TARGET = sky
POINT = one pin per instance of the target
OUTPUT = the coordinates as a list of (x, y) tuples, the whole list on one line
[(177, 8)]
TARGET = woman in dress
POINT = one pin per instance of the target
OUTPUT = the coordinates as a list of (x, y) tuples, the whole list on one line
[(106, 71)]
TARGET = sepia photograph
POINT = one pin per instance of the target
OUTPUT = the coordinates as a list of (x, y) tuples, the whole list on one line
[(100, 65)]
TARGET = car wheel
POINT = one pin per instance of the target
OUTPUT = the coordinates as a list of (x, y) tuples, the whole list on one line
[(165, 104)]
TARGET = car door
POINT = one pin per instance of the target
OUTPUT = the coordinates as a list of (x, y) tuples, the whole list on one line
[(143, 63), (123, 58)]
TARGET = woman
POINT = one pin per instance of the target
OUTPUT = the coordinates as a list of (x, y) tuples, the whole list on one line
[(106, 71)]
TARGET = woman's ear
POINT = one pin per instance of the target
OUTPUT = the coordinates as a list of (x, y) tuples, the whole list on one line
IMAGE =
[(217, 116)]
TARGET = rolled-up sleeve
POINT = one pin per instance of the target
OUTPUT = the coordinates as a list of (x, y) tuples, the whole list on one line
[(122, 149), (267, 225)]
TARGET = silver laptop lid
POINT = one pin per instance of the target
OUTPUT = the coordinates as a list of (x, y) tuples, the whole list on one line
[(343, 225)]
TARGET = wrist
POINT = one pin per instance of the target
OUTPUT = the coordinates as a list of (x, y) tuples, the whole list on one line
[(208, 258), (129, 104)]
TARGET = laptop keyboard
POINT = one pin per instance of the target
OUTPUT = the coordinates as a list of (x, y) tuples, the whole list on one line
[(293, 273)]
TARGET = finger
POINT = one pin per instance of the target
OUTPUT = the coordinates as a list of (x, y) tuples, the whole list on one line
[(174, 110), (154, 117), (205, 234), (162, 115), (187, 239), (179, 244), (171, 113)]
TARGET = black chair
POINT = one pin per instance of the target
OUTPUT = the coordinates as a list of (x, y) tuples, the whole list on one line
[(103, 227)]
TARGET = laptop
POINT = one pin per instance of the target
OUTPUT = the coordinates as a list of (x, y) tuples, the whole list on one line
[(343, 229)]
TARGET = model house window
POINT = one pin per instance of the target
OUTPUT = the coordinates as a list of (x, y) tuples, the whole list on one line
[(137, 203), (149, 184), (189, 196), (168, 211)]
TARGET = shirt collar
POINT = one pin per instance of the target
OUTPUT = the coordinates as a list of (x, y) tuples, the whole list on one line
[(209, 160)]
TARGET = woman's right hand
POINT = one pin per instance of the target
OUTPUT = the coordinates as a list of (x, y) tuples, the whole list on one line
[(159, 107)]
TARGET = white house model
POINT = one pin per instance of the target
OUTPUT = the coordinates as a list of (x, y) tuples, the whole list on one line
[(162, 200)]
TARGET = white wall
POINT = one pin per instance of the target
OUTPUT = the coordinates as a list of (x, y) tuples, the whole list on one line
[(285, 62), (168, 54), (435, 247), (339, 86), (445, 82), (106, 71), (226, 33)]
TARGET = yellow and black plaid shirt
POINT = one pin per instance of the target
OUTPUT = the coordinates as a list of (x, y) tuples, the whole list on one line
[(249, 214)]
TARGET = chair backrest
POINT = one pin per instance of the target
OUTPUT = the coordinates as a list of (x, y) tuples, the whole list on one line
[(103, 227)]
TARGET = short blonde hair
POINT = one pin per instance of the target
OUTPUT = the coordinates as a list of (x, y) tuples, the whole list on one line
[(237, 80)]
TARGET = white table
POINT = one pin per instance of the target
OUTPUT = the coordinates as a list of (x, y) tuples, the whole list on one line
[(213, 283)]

_YOUR INSTRUCTIONS_
The total is all that is wanted here: please count the lines of the material that contain the word "shirt".

_RESULT OF THE EXERCISE_
2